▶ **Problem**: Make an exact copy of the entries, and keep any pictures out of it.

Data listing
━━━━
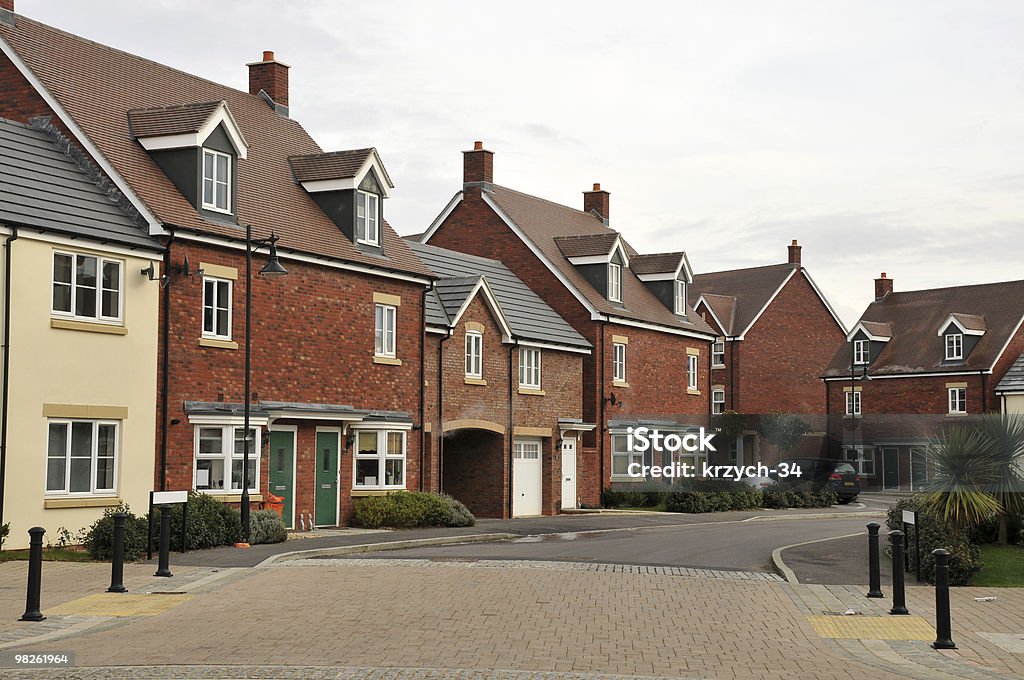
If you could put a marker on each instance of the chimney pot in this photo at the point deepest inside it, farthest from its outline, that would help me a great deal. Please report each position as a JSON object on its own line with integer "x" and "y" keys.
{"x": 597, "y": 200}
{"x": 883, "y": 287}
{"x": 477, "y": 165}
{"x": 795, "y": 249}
━━━━
▶ **Output for this task**:
If you could put a marker on each instance of the chimney pot in this photo at the point deepest inside it, farthest from its outline, that would help me a great deal. Please report each position as a JSON object on its own line with integer "x" and "y" keys.
{"x": 597, "y": 200}
{"x": 883, "y": 287}
{"x": 477, "y": 165}
{"x": 795, "y": 249}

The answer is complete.